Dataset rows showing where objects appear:
** Start **
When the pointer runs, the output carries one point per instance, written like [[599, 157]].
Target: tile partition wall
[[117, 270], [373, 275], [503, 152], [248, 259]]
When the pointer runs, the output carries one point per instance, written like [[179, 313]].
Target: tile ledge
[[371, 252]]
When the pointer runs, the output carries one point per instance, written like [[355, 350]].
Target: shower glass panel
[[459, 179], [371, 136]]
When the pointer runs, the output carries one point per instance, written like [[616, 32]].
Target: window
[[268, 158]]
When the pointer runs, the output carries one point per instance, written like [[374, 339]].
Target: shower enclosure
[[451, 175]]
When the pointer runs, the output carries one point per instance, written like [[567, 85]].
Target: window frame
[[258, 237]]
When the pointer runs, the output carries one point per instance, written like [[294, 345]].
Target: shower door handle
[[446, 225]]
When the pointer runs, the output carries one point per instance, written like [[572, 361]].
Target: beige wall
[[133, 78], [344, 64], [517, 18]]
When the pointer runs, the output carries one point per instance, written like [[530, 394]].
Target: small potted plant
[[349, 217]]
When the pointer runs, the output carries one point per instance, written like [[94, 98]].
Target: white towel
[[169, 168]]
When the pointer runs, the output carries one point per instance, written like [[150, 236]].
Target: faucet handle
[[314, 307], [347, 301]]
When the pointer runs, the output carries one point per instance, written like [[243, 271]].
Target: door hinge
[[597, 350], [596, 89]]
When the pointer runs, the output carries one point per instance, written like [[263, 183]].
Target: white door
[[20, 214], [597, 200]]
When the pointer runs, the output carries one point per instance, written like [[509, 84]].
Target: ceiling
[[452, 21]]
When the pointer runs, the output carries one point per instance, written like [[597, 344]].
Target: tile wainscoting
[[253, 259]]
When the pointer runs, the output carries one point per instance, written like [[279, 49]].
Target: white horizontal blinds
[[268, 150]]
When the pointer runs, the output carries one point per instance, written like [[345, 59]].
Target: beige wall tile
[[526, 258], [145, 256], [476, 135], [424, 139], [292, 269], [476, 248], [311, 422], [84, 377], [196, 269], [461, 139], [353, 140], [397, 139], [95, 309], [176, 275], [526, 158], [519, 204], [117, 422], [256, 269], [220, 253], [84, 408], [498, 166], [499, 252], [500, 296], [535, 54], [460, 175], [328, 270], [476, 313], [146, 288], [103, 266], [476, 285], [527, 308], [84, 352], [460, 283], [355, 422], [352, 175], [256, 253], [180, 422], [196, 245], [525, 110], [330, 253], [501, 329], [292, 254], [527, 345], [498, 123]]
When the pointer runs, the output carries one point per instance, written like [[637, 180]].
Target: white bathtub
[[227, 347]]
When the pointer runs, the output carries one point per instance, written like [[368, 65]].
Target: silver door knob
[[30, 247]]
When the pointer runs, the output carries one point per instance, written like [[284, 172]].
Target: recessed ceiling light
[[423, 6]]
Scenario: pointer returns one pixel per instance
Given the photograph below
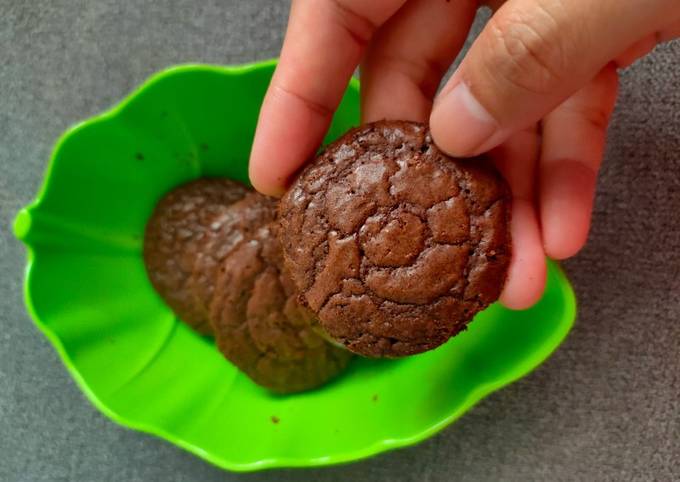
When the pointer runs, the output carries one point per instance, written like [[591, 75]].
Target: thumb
[[531, 56]]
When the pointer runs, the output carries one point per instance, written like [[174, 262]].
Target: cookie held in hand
[[394, 245]]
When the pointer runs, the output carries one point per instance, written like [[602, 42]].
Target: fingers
[[517, 160], [531, 56], [573, 145], [323, 46], [408, 56]]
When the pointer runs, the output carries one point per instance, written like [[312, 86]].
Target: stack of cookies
[[383, 246]]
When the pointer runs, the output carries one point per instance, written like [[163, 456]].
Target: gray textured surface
[[605, 407]]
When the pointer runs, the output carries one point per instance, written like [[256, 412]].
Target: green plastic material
[[87, 291]]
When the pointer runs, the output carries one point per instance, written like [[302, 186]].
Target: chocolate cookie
[[259, 324], [394, 245], [224, 232], [173, 237]]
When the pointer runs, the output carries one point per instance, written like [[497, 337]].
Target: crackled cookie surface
[[259, 324], [394, 245], [173, 241]]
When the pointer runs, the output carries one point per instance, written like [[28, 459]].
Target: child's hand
[[536, 90]]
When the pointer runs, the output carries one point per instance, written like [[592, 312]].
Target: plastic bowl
[[87, 291]]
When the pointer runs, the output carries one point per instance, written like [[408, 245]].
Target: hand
[[536, 91]]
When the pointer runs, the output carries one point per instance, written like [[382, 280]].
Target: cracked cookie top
[[173, 239], [258, 322], [393, 244]]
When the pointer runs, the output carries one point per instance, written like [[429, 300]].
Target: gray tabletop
[[606, 406]]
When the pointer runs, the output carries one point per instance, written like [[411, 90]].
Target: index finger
[[323, 45]]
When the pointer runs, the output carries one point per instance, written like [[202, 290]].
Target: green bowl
[[87, 290]]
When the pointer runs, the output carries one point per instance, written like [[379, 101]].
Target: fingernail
[[464, 125]]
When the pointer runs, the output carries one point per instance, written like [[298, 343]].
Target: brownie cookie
[[393, 244], [259, 324], [224, 232], [173, 237]]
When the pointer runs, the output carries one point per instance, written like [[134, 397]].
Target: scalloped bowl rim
[[22, 225]]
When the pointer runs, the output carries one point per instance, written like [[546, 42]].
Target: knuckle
[[527, 50]]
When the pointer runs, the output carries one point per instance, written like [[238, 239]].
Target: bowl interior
[[87, 290]]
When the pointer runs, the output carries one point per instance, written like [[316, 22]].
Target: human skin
[[535, 91]]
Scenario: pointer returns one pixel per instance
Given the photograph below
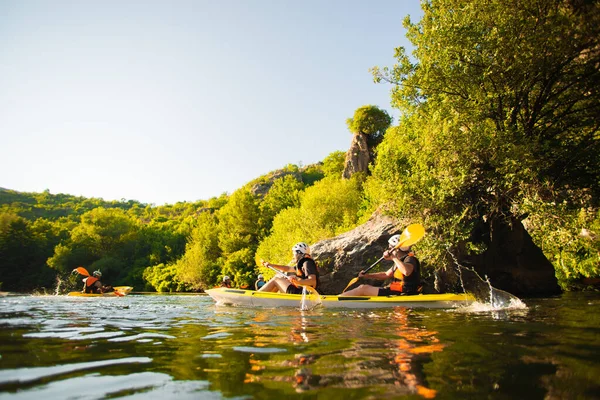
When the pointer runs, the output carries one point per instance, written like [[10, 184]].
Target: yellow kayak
[[266, 299], [120, 291]]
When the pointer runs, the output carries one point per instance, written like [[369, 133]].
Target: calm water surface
[[184, 347]]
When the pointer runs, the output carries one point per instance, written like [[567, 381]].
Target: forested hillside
[[499, 128]]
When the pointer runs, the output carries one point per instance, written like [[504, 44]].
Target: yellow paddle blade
[[313, 291], [352, 282], [82, 271], [411, 235]]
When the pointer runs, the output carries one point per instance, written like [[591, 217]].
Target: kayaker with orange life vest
[[406, 274], [92, 284], [226, 282], [305, 273]]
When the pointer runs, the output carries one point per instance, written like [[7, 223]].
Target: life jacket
[[90, 280], [410, 283], [300, 272]]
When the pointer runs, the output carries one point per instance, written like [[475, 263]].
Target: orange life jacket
[[90, 280], [399, 278]]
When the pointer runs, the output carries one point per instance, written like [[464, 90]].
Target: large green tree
[[501, 103]]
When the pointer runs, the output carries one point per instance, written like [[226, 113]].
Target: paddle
[[82, 271], [310, 289], [411, 235]]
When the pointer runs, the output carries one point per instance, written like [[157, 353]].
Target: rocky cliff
[[512, 262]]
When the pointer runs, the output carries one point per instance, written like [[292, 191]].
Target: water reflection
[[170, 346]]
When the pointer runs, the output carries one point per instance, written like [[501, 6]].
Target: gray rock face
[[357, 157], [512, 263], [341, 258]]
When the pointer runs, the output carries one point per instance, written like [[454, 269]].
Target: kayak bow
[[269, 299], [120, 291]]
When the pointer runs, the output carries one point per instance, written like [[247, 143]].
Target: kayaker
[[92, 284], [226, 282], [406, 274], [305, 273], [260, 282]]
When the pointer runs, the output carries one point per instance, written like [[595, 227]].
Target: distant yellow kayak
[[266, 299], [120, 291]]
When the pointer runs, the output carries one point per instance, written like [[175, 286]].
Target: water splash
[[309, 301], [58, 283], [488, 297]]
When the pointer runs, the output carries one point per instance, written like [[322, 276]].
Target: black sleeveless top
[[305, 267]]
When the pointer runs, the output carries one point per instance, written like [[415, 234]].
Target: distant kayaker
[[260, 282], [406, 274], [92, 284], [306, 273], [226, 282]]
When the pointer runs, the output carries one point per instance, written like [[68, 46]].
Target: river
[[186, 347]]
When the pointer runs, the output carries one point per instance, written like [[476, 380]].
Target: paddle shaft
[[374, 264], [308, 287], [279, 273]]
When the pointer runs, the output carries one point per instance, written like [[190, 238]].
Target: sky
[[171, 101]]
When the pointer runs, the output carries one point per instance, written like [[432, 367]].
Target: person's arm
[[378, 275], [282, 268], [404, 267], [310, 281]]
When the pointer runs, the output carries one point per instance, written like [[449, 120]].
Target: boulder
[[357, 157], [341, 258], [511, 263]]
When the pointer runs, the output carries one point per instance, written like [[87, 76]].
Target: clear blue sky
[[167, 101]]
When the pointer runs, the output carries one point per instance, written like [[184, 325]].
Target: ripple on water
[[21, 375], [265, 350], [149, 385]]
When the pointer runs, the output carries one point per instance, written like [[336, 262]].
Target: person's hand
[[390, 254]]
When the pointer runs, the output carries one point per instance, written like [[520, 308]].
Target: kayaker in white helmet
[[260, 282], [226, 281], [305, 273], [406, 273]]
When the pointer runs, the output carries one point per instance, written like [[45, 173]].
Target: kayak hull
[[226, 296], [120, 291]]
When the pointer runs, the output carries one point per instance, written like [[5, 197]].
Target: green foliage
[[238, 227], [22, 255], [240, 268], [200, 266], [326, 209], [500, 110], [569, 237], [284, 193], [371, 121], [163, 278]]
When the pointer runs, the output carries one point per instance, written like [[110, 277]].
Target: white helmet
[[301, 248], [394, 240]]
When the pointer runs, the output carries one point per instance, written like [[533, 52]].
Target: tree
[[501, 106], [370, 121]]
** End **
WHAT IS BEING ASKED = Please reproduce the listing verbatim, from its first line through the line containing "[[349, 217]]", with both of those lines included.

RESULT FOR THIS EXERCISE =
When the pointer runs, the output carries one point per instance, written like [[599, 157]].
Target: tile partition wall
[[117, 270], [373, 275], [503, 152], [248, 259]]
When the pointer runs, the output carries one point per instance, written like [[179, 313]].
Target: tile ledge
[[371, 252]]
When the pointer runs, the output carries one point per instance, written like [[355, 350]].
Target: shower glass panel
[[459, 179], [371, 136]]
When the pointer runs, the output carries one point per instance, written like [[616, 32]].
Target: window
[[268, 158]]
When the pointer runs, the output carries one point per instance, written like [[374, 339]].
Target: shower enclosure
[[451, 175]]
When the pointer runs, the output carries one point per instance, written like [[567, 85]].
Target: window frame
[[258, 237]]
When the pointer runs, the output carries one point per instance, written like [[294, 345]].
Target: shower door handle
[[446, 225]]
When the pointer runs, the output carries one point per instance, written like [[572, 361]].
Target: beige wall
[[133, 78], [344, 64], [517, 18]]
When the pointer runs, the output carries one point per instance, written like [[530, 394]].
Target: small potted plant
[[349, 217]]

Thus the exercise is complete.